Task details: In the data below, restate exactly the lines from the one with "blue fish in" to the final line, both included, but not the pictures.
— Start of Provided data —
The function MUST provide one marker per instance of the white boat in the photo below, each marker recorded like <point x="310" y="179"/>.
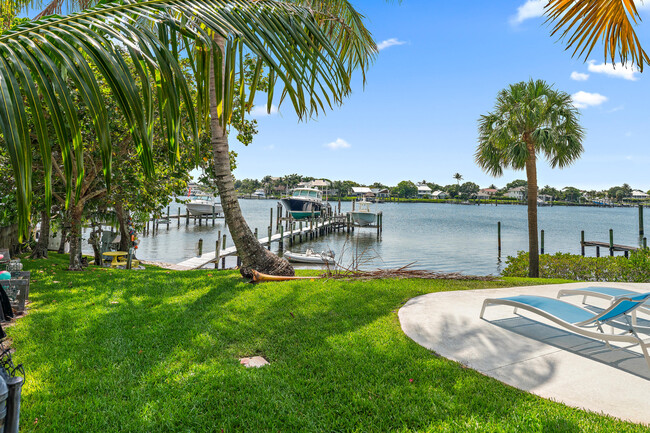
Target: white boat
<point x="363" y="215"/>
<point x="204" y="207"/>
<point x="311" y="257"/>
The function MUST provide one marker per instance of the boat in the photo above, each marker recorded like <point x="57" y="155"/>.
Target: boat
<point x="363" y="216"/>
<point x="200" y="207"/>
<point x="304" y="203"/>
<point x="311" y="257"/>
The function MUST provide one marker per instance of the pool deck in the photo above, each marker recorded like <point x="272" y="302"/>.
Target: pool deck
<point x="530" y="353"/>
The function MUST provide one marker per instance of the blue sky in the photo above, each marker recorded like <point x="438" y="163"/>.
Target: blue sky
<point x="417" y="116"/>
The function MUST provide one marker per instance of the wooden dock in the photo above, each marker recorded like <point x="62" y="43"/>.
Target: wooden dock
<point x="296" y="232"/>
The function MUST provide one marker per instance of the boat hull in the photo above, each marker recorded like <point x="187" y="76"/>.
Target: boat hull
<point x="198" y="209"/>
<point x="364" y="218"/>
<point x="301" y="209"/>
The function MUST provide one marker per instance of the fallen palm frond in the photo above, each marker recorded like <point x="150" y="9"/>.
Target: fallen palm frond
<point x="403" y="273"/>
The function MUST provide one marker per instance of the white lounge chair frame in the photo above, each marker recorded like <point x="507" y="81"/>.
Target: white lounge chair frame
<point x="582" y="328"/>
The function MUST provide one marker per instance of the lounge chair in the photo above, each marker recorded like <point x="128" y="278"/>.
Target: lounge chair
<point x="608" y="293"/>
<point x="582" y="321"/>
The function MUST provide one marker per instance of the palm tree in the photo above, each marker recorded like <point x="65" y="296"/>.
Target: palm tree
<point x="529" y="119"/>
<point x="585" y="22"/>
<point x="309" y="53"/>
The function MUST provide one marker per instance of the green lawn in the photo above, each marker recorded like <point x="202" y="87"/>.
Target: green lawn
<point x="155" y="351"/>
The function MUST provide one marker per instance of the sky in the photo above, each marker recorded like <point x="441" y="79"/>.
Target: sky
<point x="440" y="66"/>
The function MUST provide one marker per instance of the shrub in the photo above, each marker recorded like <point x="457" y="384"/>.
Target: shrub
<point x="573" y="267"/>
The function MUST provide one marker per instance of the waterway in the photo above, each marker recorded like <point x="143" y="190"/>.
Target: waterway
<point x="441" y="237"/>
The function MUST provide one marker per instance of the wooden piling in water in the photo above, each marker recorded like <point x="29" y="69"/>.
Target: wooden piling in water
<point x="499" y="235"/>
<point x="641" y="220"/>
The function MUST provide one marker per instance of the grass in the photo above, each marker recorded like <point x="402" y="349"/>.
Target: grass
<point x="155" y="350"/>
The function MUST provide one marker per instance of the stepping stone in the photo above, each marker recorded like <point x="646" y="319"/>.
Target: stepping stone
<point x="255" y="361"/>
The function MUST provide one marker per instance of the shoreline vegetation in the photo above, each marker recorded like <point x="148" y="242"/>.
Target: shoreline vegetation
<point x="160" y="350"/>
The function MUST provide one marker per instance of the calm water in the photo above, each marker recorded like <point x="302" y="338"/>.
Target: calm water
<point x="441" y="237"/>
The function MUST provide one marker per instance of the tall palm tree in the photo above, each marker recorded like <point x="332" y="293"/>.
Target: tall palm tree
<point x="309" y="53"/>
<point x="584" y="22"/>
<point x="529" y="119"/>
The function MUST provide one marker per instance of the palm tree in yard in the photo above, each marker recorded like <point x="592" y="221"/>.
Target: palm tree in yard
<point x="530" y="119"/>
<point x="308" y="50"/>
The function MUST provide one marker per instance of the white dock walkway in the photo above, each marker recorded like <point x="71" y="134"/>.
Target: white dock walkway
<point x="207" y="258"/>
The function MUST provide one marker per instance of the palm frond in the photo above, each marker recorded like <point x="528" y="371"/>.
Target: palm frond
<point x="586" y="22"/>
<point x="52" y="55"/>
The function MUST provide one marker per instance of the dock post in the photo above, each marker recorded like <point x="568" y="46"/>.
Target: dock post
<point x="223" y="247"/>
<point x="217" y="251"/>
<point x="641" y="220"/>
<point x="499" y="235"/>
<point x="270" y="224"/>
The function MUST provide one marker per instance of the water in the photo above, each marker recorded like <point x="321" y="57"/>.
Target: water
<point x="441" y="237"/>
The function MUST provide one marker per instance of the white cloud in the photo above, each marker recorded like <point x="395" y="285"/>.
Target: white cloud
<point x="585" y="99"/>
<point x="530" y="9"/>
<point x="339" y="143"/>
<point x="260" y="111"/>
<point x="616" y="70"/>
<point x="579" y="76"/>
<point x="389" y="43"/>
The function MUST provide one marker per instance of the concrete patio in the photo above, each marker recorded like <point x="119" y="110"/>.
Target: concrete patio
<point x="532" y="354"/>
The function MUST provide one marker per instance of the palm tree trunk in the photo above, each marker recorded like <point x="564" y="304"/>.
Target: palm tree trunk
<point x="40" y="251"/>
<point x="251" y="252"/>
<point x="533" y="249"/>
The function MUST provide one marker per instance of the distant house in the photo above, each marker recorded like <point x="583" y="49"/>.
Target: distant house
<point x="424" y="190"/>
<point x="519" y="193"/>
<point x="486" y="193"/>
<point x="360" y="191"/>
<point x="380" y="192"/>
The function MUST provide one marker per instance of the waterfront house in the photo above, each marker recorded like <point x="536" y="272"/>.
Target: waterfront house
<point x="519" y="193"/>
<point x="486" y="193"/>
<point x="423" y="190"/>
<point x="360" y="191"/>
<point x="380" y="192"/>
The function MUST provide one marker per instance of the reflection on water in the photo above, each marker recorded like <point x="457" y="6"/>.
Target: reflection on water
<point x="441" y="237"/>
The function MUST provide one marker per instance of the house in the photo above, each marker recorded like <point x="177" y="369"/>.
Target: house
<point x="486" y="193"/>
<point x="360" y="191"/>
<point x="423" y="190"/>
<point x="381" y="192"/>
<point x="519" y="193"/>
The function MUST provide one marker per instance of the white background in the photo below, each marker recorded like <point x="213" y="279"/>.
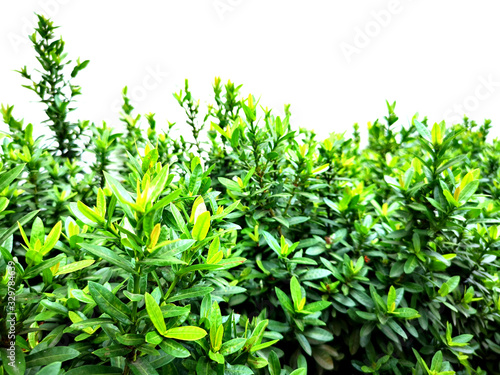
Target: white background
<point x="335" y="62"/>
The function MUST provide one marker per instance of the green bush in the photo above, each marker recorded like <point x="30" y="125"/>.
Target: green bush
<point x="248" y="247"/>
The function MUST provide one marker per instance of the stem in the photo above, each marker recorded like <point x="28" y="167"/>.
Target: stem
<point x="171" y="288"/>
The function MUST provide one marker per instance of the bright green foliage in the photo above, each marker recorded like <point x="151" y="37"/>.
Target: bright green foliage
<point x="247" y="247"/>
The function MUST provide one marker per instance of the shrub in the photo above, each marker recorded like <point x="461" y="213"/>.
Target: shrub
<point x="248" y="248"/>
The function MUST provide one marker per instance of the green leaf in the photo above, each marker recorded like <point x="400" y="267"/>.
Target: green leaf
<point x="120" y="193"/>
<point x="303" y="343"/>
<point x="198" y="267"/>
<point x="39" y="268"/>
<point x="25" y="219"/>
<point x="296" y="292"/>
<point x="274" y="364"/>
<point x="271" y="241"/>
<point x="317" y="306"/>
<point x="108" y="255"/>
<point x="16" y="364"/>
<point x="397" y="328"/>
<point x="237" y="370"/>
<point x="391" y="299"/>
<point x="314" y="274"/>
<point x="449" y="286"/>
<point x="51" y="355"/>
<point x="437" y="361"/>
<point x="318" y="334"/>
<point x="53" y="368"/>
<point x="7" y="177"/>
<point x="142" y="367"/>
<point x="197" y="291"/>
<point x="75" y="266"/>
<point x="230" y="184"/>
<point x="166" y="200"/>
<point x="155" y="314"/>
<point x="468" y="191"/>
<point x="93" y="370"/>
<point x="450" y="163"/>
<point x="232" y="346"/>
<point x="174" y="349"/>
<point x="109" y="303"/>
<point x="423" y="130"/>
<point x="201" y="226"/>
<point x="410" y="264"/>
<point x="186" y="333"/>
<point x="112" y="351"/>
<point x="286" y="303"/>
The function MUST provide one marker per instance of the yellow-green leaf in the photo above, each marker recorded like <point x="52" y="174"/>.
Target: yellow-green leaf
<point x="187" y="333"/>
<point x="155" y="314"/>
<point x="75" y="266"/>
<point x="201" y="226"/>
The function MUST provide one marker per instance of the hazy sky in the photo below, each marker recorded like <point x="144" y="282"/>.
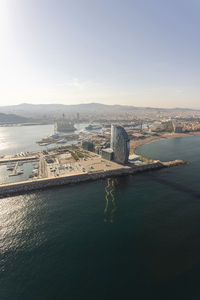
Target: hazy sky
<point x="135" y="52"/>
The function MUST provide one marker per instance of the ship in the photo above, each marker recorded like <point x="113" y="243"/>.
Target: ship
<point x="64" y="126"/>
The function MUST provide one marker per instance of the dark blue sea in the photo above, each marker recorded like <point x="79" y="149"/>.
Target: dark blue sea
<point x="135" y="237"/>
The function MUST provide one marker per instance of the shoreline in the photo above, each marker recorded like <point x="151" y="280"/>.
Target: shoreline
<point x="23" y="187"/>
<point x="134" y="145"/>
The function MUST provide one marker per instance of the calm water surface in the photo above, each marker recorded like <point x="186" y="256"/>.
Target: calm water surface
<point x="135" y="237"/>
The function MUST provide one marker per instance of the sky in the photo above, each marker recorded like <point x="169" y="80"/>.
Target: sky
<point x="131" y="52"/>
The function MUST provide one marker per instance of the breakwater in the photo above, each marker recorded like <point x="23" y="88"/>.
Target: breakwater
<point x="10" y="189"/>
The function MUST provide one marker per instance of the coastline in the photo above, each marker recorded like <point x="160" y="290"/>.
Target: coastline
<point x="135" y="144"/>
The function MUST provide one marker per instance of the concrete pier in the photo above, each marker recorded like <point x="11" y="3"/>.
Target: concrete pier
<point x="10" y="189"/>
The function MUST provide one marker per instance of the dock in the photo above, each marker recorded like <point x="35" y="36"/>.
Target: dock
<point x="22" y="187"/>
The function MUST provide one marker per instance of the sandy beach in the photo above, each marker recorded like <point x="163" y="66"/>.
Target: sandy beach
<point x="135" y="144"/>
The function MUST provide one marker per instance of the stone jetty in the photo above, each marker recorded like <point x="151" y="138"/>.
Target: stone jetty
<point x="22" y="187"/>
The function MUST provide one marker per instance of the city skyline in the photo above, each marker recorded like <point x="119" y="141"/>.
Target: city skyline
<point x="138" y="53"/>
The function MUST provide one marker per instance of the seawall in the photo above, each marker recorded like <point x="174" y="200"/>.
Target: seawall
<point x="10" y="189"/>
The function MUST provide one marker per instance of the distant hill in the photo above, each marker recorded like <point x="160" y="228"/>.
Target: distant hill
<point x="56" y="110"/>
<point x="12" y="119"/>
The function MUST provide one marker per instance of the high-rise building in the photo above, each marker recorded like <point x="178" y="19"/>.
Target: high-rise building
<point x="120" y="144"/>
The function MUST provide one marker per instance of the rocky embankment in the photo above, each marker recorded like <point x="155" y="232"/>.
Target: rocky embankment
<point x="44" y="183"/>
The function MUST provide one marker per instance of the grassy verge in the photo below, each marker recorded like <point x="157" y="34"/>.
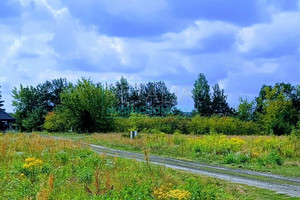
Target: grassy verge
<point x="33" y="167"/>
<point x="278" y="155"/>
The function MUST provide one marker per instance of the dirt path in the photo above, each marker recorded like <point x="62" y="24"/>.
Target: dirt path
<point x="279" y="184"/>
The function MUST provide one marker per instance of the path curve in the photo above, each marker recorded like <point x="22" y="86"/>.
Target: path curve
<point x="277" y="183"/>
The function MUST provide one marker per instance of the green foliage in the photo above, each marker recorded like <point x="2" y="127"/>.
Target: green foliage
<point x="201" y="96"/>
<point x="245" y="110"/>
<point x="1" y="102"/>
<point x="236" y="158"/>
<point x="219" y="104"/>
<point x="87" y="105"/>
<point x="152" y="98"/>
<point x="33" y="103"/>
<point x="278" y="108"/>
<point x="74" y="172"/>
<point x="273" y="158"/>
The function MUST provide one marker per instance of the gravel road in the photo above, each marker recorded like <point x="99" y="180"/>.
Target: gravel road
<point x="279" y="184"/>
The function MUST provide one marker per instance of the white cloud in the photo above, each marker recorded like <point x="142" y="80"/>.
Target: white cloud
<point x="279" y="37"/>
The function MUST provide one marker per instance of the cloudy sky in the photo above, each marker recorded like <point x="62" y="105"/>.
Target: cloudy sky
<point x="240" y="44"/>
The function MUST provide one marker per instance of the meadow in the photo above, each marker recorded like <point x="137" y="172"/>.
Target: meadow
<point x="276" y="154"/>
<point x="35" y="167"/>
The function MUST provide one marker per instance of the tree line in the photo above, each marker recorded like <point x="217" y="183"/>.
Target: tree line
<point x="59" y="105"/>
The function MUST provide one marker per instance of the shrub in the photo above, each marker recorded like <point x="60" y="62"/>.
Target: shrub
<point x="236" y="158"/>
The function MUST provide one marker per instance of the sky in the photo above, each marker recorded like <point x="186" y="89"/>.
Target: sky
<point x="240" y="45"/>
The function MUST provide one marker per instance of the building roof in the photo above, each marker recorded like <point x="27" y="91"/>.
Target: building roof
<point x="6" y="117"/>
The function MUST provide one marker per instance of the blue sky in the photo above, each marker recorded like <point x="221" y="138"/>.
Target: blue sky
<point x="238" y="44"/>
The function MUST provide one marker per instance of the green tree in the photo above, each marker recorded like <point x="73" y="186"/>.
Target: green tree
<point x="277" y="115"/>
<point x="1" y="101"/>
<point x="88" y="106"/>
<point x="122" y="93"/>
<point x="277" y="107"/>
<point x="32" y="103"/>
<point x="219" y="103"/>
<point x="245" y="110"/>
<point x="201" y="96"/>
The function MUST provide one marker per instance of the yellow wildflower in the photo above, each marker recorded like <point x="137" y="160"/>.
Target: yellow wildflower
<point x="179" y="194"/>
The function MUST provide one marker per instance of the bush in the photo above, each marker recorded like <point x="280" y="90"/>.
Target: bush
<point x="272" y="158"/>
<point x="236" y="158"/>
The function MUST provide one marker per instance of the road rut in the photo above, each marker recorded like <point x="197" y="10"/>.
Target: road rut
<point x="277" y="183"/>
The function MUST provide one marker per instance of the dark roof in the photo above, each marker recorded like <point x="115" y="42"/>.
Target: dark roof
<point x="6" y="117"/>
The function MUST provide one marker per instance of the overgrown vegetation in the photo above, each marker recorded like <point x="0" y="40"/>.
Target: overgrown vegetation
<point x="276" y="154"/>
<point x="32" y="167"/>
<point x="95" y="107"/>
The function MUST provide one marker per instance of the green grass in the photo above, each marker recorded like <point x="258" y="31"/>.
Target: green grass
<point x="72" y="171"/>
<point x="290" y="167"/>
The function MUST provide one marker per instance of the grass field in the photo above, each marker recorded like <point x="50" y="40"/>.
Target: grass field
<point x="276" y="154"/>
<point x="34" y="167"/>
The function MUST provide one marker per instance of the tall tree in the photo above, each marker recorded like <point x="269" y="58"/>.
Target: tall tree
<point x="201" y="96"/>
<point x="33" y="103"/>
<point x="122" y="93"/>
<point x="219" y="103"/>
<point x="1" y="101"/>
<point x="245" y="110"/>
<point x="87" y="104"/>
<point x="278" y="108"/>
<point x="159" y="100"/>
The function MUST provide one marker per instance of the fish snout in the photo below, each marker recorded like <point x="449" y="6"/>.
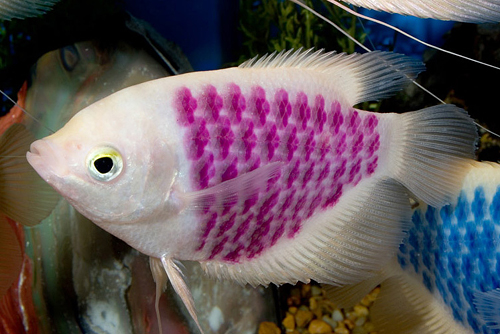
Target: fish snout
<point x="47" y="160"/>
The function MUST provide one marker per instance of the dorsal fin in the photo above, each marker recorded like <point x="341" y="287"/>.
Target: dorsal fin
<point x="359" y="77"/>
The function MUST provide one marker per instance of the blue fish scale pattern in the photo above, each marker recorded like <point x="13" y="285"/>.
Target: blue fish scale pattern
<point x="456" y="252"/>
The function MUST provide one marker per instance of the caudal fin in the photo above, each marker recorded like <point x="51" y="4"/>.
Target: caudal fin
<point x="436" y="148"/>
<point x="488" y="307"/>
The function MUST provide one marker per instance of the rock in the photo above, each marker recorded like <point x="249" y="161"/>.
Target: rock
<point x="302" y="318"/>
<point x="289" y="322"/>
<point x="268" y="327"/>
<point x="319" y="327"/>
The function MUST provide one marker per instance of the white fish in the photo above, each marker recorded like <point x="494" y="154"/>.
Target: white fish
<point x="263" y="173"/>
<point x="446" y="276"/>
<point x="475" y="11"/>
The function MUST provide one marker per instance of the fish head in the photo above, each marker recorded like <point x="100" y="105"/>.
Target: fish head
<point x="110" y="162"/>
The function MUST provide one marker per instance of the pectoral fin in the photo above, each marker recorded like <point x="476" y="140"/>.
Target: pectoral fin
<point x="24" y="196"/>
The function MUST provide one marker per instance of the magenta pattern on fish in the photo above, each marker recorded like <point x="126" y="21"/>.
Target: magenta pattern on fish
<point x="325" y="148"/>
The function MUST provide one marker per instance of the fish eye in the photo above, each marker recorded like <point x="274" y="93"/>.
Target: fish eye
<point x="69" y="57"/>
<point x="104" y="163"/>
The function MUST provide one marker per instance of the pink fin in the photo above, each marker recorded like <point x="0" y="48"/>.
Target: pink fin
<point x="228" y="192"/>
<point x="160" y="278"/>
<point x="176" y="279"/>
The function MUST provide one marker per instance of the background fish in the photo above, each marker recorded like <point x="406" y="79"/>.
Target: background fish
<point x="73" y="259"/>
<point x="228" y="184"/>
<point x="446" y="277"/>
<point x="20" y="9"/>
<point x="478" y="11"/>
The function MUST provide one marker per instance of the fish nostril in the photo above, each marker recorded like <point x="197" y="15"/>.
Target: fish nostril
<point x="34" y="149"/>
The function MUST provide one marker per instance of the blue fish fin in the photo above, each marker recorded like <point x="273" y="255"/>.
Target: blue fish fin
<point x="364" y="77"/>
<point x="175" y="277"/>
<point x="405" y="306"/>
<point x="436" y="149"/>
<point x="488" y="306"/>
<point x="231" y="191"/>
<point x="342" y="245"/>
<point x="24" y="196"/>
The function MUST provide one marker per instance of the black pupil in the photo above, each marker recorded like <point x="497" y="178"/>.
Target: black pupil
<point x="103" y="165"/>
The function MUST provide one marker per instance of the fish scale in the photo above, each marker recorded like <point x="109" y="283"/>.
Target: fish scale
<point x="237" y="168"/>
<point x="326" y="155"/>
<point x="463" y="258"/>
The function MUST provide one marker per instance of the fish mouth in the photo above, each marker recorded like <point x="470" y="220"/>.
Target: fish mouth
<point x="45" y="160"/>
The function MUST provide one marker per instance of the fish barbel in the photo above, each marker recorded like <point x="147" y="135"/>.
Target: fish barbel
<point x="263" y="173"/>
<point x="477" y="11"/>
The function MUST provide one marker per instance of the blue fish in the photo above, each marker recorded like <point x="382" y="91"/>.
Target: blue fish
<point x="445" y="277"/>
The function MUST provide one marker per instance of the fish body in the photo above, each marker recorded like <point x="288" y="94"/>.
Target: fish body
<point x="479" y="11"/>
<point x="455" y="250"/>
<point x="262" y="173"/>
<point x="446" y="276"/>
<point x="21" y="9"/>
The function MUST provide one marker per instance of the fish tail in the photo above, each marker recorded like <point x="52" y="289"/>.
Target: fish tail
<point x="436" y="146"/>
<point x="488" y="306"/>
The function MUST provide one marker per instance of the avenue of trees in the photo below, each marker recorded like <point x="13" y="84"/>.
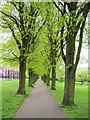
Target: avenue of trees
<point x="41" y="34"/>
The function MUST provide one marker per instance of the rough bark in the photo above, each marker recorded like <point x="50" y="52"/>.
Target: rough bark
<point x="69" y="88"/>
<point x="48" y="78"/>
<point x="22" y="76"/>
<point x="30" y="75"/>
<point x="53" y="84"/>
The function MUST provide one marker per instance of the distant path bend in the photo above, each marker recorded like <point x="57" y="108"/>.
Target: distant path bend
— End of Provided data —
Full solution:
The function MUST provide one marker per instance of the blue fish in the photo above, each marker recorded like <point x="382" y="91"/>.
Target: blue fish
<point x="445" y="277"/>
The function MUST provide one marker per instance of the fish body in the photo above, each marker recorded like <point x="288" y="94"/>.
Target: fish body
<point x="479" y="11"/>
<point x="455" y="250"/>
<point x="262" y="173"/>
<point x="446" y="276"/>
<point x="21" y="9"/>
The function MUST provide one marker per instance of the fish tail in the photo above, each marker recorded like <point x="52" y="289"/>.
Target: fish tail
<point x="436" y="146"/>
<point x="488" y="306"/>
The function MUST provide one marker per instance of the avenue of trees in the photo below, each marker recorded like <point x="13" y="84"/>.
Target: avenue of trees
<point x="41" y="34"/>
The function MUST provide one marker per instance of the rough bark in the photo above, each marker recorded like <point x="50" y="52"/>.
Target: rough bark
<point x="69" y="88"/>
<point x="48" y="78"/>
<point x="22" y="76"/>
<point x="30" y="75"/>
<point x="53" y="84"/>
The function MUST provide one marker per instance of the distant path bend in the photo above, each marker recorded like <point x="57" y="108"/>.
Target: distant path bend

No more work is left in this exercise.